-- Exercise --
Can you turn the lines below into a numbered list, skipping any blank lines and leaving out the pictures?

-- Material for this task --
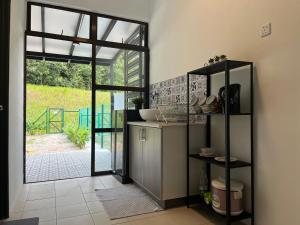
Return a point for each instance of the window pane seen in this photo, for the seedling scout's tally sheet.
(34, 44)
(103, 152)
(119, 67)
(60, 22)
(57, 46)
(120, 31)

-- Correct result --
1. Return a point for each instance of the window pane seen in this photo, for the seedling scout's tally sheet.
2. (34, 44)
3. (103, 152)
4. (119, 67)
5. (60, 22)
6. (57, 46)
7. (120, 31)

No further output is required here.